**AIM OF THE EXERCISE:**
The word "below" may appear in some lines of the data; copy every such line.

**INPUT FOR THIS TASK:**
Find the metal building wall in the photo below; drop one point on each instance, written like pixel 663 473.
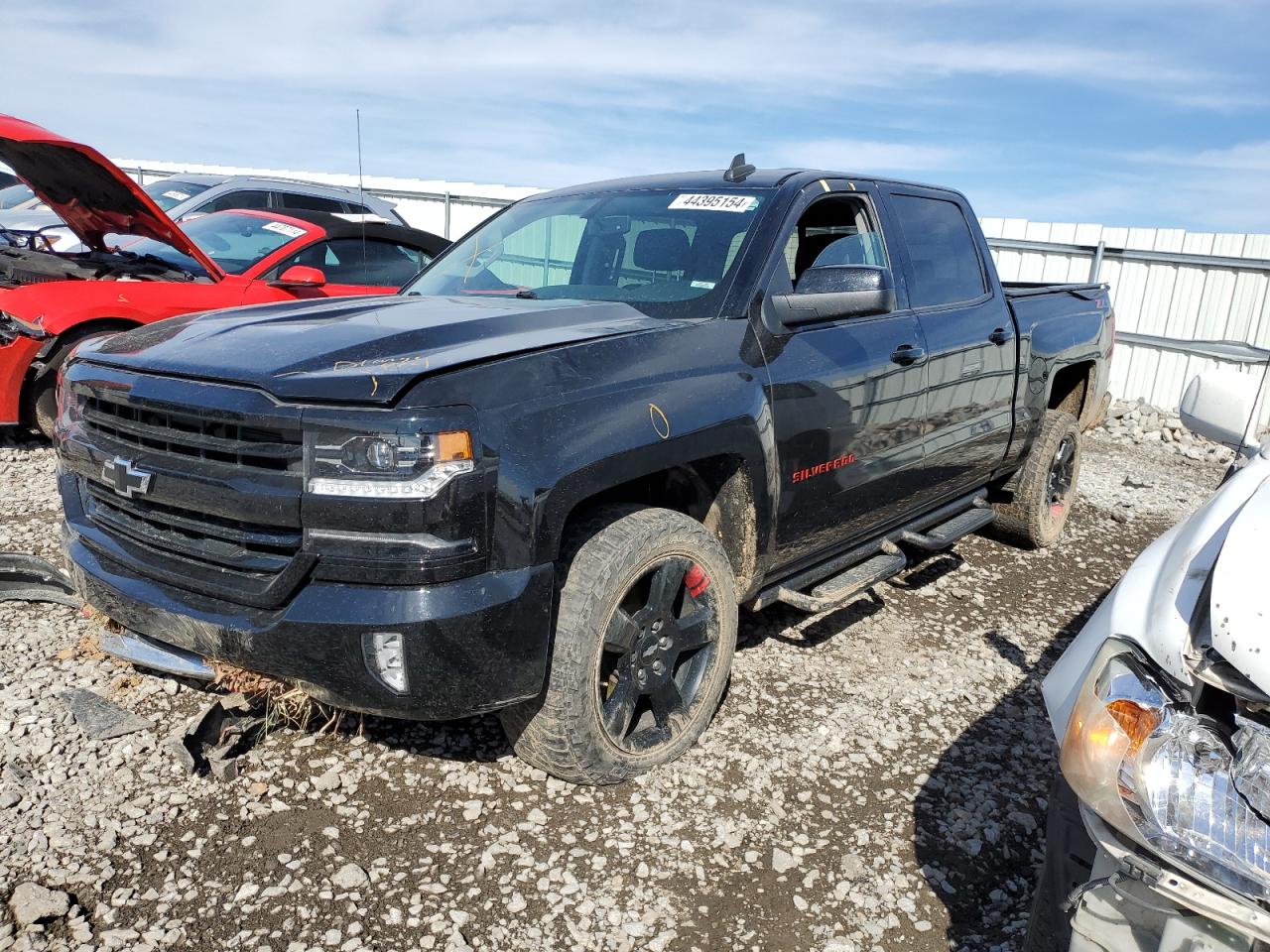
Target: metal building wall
pixel 1174 317
pixel 447 208
pixel 1176 302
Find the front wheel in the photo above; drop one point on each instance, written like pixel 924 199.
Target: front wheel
pixel 645 634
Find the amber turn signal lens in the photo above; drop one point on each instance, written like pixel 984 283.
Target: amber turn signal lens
pixel 456 444
pixel 1134 720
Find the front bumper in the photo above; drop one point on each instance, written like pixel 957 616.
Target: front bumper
pixel 471 645
pixel 16 359
pixel 1135 904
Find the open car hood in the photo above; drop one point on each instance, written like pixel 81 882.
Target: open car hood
pixel 87 190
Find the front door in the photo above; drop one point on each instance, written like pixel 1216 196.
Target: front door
pixel 847 397
pixel 969 335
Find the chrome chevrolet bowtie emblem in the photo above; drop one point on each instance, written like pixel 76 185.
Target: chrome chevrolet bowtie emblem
pixel 125 479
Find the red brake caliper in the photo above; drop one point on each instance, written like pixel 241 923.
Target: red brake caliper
pixel 697 580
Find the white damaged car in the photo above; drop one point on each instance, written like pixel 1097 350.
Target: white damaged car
pixel 1159 832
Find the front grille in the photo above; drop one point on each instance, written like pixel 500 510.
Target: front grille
pixel 230 558
pixel 218 515
pixel 207 538
pixel 193 436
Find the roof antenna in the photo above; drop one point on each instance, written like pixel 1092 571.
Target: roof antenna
pixel 739 171
pixel 361 188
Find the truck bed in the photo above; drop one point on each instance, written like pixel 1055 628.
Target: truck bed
pixel 1035 289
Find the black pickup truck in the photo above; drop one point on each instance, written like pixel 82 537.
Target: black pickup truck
pixel 545 476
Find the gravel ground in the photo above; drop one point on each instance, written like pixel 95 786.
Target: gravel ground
pixel 875 779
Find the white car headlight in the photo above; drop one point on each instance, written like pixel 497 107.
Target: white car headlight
pixel 1138 757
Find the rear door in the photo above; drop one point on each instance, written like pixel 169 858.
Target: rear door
pixel 847 397
pixel 968 333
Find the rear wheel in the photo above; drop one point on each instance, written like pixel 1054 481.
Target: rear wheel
pixel 645 633
pixel 1044 489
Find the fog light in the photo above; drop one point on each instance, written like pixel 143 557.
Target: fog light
pixel 385 656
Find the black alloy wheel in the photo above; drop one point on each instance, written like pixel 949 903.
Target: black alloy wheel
pixel 1062 475
pixel 659 643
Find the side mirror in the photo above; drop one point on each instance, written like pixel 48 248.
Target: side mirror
pixel 830 293
pixel 1219 405
pixel 299 276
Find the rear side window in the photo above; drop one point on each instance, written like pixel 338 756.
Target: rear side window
pixel 236 199
pixel 310 203
pixel 947 268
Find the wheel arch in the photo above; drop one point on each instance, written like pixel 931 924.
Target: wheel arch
pixel 720 486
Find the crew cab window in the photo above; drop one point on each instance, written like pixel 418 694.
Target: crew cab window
pixel 375 263
pixel 947 267
pixel 243 198
pixel 663 252
pixel 833 230
pixel 310 203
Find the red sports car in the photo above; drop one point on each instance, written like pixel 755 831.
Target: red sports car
pixel 143 267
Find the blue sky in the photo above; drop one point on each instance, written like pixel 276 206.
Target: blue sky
pixel 1139 112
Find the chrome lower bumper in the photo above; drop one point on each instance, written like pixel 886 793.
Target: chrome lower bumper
pixel 143 652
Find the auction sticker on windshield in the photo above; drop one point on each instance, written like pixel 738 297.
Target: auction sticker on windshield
pixel 284 229
pixel 716 203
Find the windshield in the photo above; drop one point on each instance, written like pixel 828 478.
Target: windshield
pixel 234 241
pixel 168 193
pixel 14 195
pixel 666 253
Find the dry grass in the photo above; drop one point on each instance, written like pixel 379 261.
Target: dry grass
pixel 285 705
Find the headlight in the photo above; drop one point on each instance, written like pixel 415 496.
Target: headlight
pixel 385 465
pixel 1153 770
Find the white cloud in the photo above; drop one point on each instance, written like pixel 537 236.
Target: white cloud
pixel 867 155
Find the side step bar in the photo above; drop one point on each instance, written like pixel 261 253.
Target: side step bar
pixel 155 655
pixel 947 534
pixel 843 578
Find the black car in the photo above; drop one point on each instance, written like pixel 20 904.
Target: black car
pixel 544 479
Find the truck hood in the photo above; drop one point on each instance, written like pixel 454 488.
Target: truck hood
pixel 86 190
pixel 359 349
pixel 1155 602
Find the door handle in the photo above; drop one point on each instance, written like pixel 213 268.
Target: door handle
pixel 906 354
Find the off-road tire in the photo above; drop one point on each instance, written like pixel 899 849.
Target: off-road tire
pixel 561 731
pixel 41 393
pixel 1030 518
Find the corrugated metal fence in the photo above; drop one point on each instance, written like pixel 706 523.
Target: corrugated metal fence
pixel 1184 301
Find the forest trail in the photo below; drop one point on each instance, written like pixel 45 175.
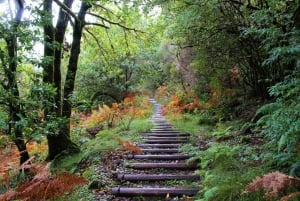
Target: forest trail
pixel 160 172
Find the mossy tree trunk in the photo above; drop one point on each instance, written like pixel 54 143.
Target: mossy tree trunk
pixel 61 142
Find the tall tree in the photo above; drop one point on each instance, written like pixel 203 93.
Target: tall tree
pixel 10 62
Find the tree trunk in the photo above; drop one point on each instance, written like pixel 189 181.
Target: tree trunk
pixel 11 72
pixel 73 61
pixel 61 28
pixel 61 143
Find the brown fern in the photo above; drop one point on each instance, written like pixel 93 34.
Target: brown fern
pixel 43 187
pixel 272 183
pixel 128 146
pixel 290 196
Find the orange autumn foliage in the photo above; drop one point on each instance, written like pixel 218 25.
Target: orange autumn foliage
pixel 43 186
pixel 128 146
pixel 130 107
pixel 273 184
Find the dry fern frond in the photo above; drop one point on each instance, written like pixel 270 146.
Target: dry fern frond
pixel 272 183
pixel 128 146
pixel 43 187
pixel 290 196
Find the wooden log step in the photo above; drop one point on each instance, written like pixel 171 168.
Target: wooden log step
pixel 167 138
pixel 159 145
pixel 175 166
pixel 165 141
pixel 158 150
pixel 157 177
pixel 167 134
pixel 158 157
pixel 143 191
pixel 163 131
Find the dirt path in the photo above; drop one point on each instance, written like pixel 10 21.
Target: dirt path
pixel 161 171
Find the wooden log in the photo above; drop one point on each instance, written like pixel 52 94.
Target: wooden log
pixel 158 157
pixel 125 191
pixel 159 145
pixel 165 141
pixel 163 131
pixel 177 166
pixel 157 150
pixel 168 138
pixel 168 134
pixel 157 177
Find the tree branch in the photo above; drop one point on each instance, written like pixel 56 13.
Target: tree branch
pixel 64 7
pixel 114 23
pixel 98 43
pixel 97 24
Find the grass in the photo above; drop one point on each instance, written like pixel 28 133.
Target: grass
pixel 213 161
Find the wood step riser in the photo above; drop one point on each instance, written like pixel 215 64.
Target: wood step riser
pixel 158 145
pixel 173 166
pixel 158 157
pixel 165 141
pixel 160 151
pixel 123 191
pixel 157 177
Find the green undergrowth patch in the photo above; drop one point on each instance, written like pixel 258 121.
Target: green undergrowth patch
pixel 227 160
pixel 105 140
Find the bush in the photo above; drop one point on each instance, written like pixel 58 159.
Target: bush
pixel 281 122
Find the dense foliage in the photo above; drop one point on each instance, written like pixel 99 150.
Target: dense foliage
pixel 228 70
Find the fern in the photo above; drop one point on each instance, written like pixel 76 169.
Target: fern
pixel 281 121
pixel 274 184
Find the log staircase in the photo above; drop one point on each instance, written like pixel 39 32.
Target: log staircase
pixel 161 161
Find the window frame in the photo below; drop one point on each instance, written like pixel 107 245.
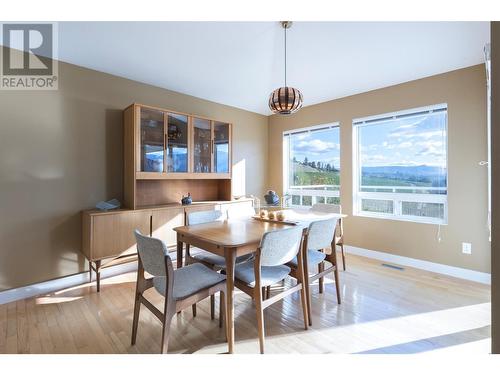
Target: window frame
pixel 396 198
pixel 286 166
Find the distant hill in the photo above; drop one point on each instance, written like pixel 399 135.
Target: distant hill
pixel 299 167
pixel 418 170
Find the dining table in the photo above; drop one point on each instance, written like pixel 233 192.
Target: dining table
pixel 232 238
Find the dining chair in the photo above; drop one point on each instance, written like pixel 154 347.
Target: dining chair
pixel 213 261
pixel 339 235
pixel 181 287
pixel 276 249
pixel 320 236
pixel 244 212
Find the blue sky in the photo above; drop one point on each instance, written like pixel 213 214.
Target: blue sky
pixel 321 145
pixel 419 140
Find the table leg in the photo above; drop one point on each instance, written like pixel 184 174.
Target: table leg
pixel 180 246
pixel 229 254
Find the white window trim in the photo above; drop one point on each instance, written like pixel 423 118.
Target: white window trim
pixel 397 198
pixel 303 190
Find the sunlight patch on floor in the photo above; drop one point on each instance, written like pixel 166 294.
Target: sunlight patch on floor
pixel 361 337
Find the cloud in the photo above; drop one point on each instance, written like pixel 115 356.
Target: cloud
pixel 412 134
pixel 315 146
pixel 405 144
pixel 366 158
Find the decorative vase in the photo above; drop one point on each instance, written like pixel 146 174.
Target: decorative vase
pixel 272 198
pixel 187 200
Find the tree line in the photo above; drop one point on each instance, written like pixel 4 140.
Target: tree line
pixel 326 167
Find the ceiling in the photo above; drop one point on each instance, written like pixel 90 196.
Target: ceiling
pixel 240 63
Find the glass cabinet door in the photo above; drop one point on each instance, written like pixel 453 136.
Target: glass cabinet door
pixel 221 147
pixel 202 146
pixel 152 140
pixel 177 143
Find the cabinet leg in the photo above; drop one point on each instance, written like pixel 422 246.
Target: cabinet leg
pixel 98 275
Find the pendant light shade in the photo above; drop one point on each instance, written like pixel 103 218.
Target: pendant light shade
pixel 285 100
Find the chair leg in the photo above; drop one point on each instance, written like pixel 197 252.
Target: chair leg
pixel 343 255
pixel 135 321
pixel 303 299
pixel 321 268
pixel 337 283
pixel 308 299
pixel 212 307
pixel 260 317
pixel 222 308
pixel 166 332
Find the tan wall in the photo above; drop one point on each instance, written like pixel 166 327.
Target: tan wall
pixel 464 91
pixel 61 152
pixel 495 185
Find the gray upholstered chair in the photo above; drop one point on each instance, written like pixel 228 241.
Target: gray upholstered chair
pixel 269 267
pixel 339 231
pixel 242 212
pixel 181 288
pixel 320 236
pixel 213 261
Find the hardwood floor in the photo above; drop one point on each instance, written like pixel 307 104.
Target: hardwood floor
pixel 384 310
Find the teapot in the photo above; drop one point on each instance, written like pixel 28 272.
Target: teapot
pixel 187 199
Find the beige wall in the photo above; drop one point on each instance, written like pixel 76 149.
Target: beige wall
pixel 495 185
pixel 61 152
pixel 464 91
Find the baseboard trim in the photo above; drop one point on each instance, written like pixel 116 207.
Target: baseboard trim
pixel 50 286
pixel 461 273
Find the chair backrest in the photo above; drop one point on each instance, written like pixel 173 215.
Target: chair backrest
pixel 280 246
pixel 240 212
pixel 327 208
pixel 202 217
pixel 320 234
pixel 152 252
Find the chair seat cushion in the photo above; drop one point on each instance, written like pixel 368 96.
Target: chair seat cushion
pixel 268 275
pixel 216 260
pixel 314 258
pixel 189 280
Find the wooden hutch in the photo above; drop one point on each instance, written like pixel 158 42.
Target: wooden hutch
pixel 167 154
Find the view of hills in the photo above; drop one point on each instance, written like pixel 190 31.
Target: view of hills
pixel 317 173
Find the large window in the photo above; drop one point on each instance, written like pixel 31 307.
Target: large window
pixel 400 165
pixel 312 165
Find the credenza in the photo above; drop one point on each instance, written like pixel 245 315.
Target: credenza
pixel 108 236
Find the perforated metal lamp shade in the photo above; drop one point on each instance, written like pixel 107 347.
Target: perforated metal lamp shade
pixel 285 100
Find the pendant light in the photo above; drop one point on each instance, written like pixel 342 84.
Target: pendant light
pixel 285 100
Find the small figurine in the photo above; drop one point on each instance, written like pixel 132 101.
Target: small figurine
pixel 187 200
pixel 272 198
pixel 280 215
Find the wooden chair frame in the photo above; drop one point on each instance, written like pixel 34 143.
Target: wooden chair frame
pixel 171 306
pixel 257 293
pixel 188 259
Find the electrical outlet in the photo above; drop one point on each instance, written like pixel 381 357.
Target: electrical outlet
pixel 466 248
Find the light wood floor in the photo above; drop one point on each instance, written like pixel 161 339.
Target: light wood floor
pixel 384 310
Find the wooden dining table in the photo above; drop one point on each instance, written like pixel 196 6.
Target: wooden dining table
pixel 231 239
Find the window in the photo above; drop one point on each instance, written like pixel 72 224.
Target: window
pixel 312 165
pixel 400 165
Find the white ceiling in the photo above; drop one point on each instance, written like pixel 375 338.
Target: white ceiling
pixel 240 63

**RESULT FOR THIS EXERCISE:**
Find the metal building wall in the photo below; drop one point on each instance, written like pixel 663 473.
Find the forest trail in the photo below; drop one point on each instance, written like pixel 45 175.
Find the window frame in the photo below; drop one point on each instance, written like pixel 107 245.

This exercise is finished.